**Text shown**

★ ★ ★ ★

# Soft Mod Nintendo 64?



## mbcrazed (Dec 31, 2012)

Isn't there a cart for it or something?


----------



## DinohScene (Dec 31, 2012)

Everdrive 64 is the only one I can remember.
It's quite pricey tho.
100 quid or something similar.

But it isn't a softmod, it's a complete hardware solution.


----------



## Chary (Dec 31, 2012)

I don't think an N64 can be softmodded. As said above, a cart like EverDrive is your only solution.


----------



## mbcrazed (Dec 31, 2012)

DinohScene said:


> Everdrive 64 is the only one I can remember.
> It's quite pricey tho.
> 100 quid or something similar.
> 
> But it isn't a softmod, it's a complete hardware solution.


Hmm... Interesting It looks like it runs N64 games, like, an r4 would run ds games!


----------



## mbcrazed (Dec 31, 2012)

Chary said:


> I don't think an N64 can be softmodded. As said above, a cart like EverDrive is your only solution.


It's like $80 Bucks!


----------



## DinohScene (Dec 31, 2012)

Yep.

It's pretty much a flashcard for the N64.
NES has the Powerpak and SNES also has a Powerpack and another flashcard.
N64 has the Everdrive and another one.

They all also got copyboxed but those are incredibly rare and more expensive.


----------



## mbcrazed (Dec 31, 2012)

DinohScene said:


> Yep.
> 
> It's pretty much a flashcard for the N64.
> NES has the Powerpak and SNES also has a Powerpack and another flashcard.
> ...


Thanks for this Information! I know now not to spend 120 dollars on a flashcard!


----------



## DinohScene (Jan 1, 2013)

It's the only solution (easiest available) to play backups on a real N64 ;p
It's the cheapest by far.


----------



## Celice (Jan 1, 2013)

mbcrazed said:


> Thanks for this Information! I know now not to spend 120 dollars on a flashcard!


The funny part is that it's still a good buy for an actual gamer. How much did two or three games cost back in the day for the N64? That price you just refused. And I'm pretty sure you probably would have bought a few of those titles. New titles today still cost that much, too.

Sure the system has depreciated in value, but even then, think of buying twenty-some games on the internet, and you can start to get that high (say $5 games with shipping). If you're just looking for a couple games, the flashcart may not be for you, but if playing games on the system is a worthwhile investment, the price isn't that obscene compared to actual one-game-one-purchase sales.


----------



## mbcrazed (Jan 1, 2013)

Celice said:


> The funny part is that it's still a good buy for an actual gamer. How much did two or three games cost back in the day for the N64? That price you just refused. And I'm pretty sure you probably would have bought a few of those titles. New titles today still cost that much, too.
> 
> Sure the system has depreciated in value, but even then, think of buying twenty-some games on the internet, and you can start to get that high (say $5 games with shipping). If you're just looking for a couple games, the flashcart may not be for you, but if playing games on the system is a worthwhile investment, the price isn't that obscene compared to actual one-game-one-purchase sales.

★ ★ ★ ★

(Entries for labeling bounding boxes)
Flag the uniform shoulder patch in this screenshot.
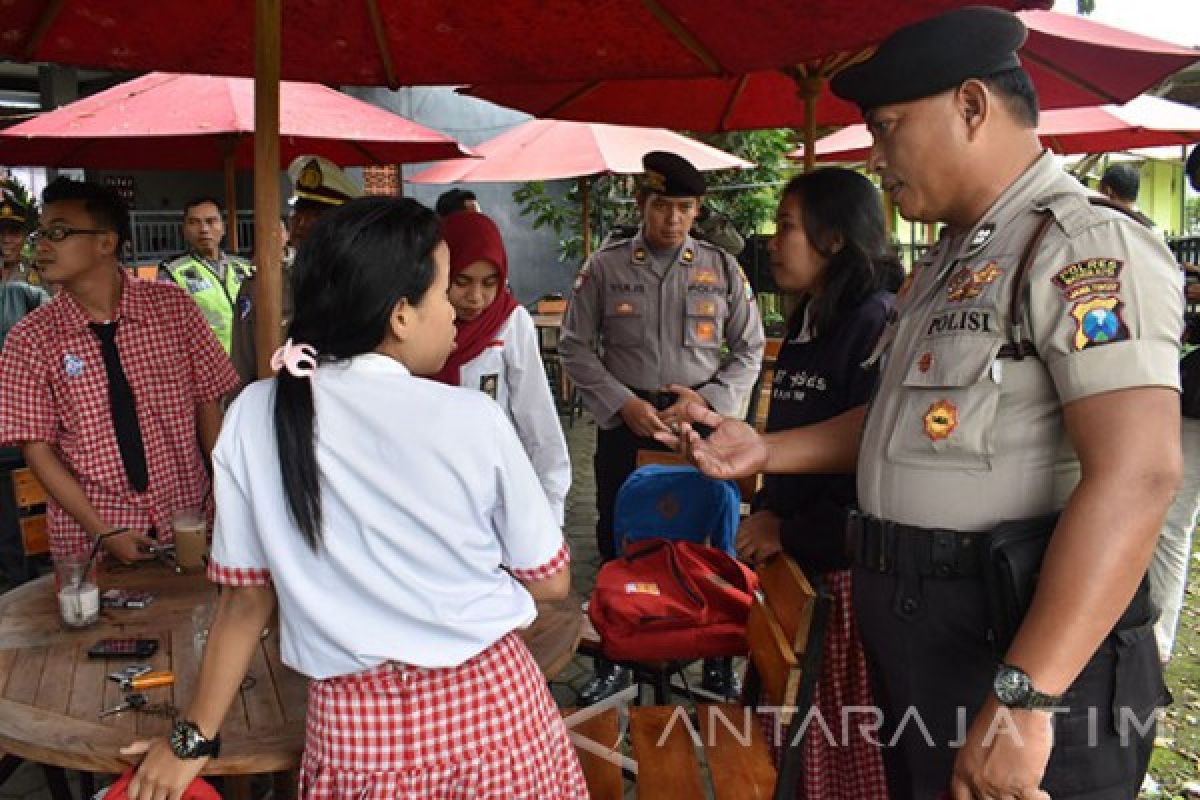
[1050,257,1124,301]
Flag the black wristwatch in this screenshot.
[167,720,221,758]
[991,663,1062,710]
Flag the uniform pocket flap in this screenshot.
[605,297,643,317]
[904,337,1003,389]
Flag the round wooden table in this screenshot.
[0,563,583,775]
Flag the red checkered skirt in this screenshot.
[300,633,588,800]
[763,570,888,800]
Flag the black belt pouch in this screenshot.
[983,513,1058,656]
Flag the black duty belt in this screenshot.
[846,511,988,578]
[629,384,704,411]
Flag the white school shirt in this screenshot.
[458,306,571,525]
[212,354,563,679]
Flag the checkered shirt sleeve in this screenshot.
[0,312,58,445]
[172,287,241,405]
[510,540,571,581]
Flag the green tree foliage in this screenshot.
[512,130,796,264]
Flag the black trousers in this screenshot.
[593,423,667,561]
[853,566,1169,800]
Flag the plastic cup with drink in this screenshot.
[170,509,209,572]
[54,553,100,627]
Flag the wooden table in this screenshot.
[0,564,583,775]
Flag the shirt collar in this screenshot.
[59,266,148,330]
[340,353,413,375]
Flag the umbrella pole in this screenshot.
[224,146,241,254]
[254,0,283,378]
[580,175,592,261]
[800,74,824,173]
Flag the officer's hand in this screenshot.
[950,697,1054,800]
[102,530,157,564]
[659,384,708,428]
[654,403,767,480]
[620,397,668,437]
[736,511,784,567]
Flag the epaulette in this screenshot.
[1033,192,1136,239]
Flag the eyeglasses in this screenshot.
[29,225,113,245]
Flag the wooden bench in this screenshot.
[10,467,50,557]
[629,554,832,800]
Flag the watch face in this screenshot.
[992,667,1033,705]
[170,722,200,758]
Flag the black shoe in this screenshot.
[580,658,630,706]
[700,657,742,700]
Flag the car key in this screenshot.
[100,693,146,717]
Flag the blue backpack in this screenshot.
[613,464,742,558]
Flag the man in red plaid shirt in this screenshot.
[0,179,238,561]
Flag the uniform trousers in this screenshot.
[593,422,667,561]
[853,566,1169,800]
[1146,417,1200,663]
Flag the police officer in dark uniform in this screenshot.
[665,7,1182,800]
[559,151,764,704]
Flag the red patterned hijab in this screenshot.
[430,211,517,386]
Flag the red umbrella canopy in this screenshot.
[466,11,1200,132]
[788,96,1200,162]
[0,72,469,170]
[0,0,1050,86]
[408,120,754,184]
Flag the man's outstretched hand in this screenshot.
[654,403,767,480]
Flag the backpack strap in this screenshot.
[996,197,1141,361]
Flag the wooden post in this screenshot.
[224,140,241,254]
[254,0,283,378]
[800,74,824,173]
[580,175,592,261]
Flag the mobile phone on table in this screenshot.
[88,638,158,658]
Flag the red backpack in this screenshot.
[588,539,758,661]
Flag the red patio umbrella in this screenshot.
[0,72,469,248]
[788,95,1200,162]
[0,0,1050,86]
[408,120,754,257]
[463,11,1200,169]
[0,0,1051,375]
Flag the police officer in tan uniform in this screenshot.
[229,156,362,385]
[665,8,1182,800]
[559,151,764,704]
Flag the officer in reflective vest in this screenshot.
[158,197,254,353]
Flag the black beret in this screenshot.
[829,6,1027,113]
[642,150,704,197]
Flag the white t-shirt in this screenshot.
[212,354,563,678]
[458,306,571,525]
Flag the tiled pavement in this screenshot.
[0,414,614,800]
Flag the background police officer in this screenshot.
[667,8,1182,800]
[559,151,763,704]
[230,156,362,384]
[158,197,254,353]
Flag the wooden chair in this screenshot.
[578,555,832,800]
[10,467,50,558]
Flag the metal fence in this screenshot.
[1166,236,1200,266]
[130,211,254,265]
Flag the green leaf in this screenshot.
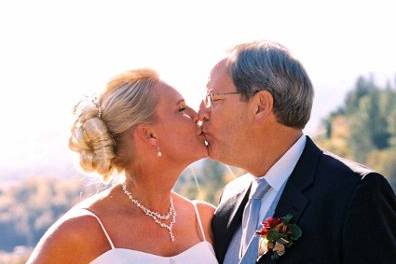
[282,214,293,224]
[289,224,302,240]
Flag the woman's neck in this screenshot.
[124,164,182,214]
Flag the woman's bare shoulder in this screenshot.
[27,208,110,263]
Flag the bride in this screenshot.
[28,69,217,264]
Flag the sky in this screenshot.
[0,0,396,178]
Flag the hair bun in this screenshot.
[69,106,115,182]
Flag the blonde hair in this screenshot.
[69,69,160,182]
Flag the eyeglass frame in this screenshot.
[204,91,242,107]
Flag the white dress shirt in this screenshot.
[223,135,307,264]
[249,135,307,219]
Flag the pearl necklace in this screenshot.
[122,183,176,242]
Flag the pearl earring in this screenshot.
[157,146,162,158]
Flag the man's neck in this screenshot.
[240,130,303,177]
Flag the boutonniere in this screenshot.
[256,214,302,260]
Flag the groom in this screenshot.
[200,42,396,264]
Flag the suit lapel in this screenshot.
[274,137,322,222]
[215,184,251,262]
[258,137,322,264]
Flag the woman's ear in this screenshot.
[253,91,274,122]
[135,124,158,147]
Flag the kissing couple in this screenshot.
[28,42,396,264]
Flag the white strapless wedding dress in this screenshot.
[87,203,218,264]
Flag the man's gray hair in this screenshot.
[227,41,314,129]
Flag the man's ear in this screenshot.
[134,124,158,147]
[253,91,274,121]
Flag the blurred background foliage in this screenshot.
[0,77,396,263]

★ ★ ★ ★

**Parts of the exercise**
a - Summarize the N64 modding thread in two sentences.
b - In the N64 modding thread, which flashcard does DinohScene name for the NES?
c - Pick up the N64 modding thread from where it stops.
The material plays no role here.

**Answers per task**
a - A forum user asks whether a Nintendo 64 can be softmodded, and others reply that it probably cannot and that a hardware flashcard such as the Everdrive 64 is the only solution, though it is pricey. When the asker decides not to spend that much, another user argues that it is still a good buy compared with purchasing games one at a time.

b - The Powerpak.

c -
You're right!! True dedicated gamers will buy this!  Truthfully I would love to buy this! I just don't have the money too! For example, I've played banjo kazooie only once and I really want it! Also I can store all of my n64 games on the flash card too! So to me, it's definitely worth it!


----------



## Catastrophic (Jan 4, 2013)

I would probably get me an Everdrive weren't it for the fact that the analog sticks of all of my controllers have been murdered by past me. Why do they get so stiff so quickly?


----------



## Psionic Roshambo (Jan 4, 2013)

Catastrophic said:


> I would probably get me an Everdrive weren't it for the fact that the analog sticks of all of my controllers have been murdered by past me. Why do they get so stiff so quickly?


 
Truth be told the N64 sticks suck.... Not in how they function when they are working they are really nice. When it comes to how long they last they really are poor. I have PS1 sticks from that time period that work perfectly well and never failed. I don't have any working N64 sticks right now  and finding good ones that are not after market junk is difficult


----------



## Crimsonclaw111 (Jan 4, 2013)

Shitty plastic analog sticks were ravaged by Mario Party 1


----------



## nl255 (Jan 4, 2013)

Crimsonclaw111 said:


> Shitty plastic analog sticks were ravaged by Mario Party 1


 
Yes, rototorture was extremely hard on them.  Hint: when playing Mario Party 1 wear gloves.


----------



## Psionic Roshambo (Jan 4, 2013)

nl255 said:


> Yes, rototorture was extremely hard on them. Hint: when playing Mario Party 1 wear gloves.


 
I never played any Mario Party games until my wife demanded the one for the Wii... I enjoyed it so I picked up the ones for the GameCube and DS (DS one sucks balls for some reason....) 

Even with this my N64 sticks all broke down  maybe that wrestling game was to blame....   Nothing like being Chris Benoit and choke slamming The Big Show lol


----------



## no_chocobo (Jan 5, 2013)

i still have a mark on my hand from mario party 1


----------



## mbcrazed (Jan 5, 2013)

no_chocobo said:


> i still have a mark on my hand from mario party 1


Let's just all say the first Mario Party brought us pain and joy! And a couple of broken controllers!~


----------



## DaniPoo (Jan 5, 2013)

nl255 said:


> Yes, rototorture was extremely hard on them. Hint: when playing Mario Party 1 wear gloves.



Lol! I had almost forgot about that  Yes I played that game untill my skin left my hand hahah


----------



## qwertymodo (Jan 5, 2013)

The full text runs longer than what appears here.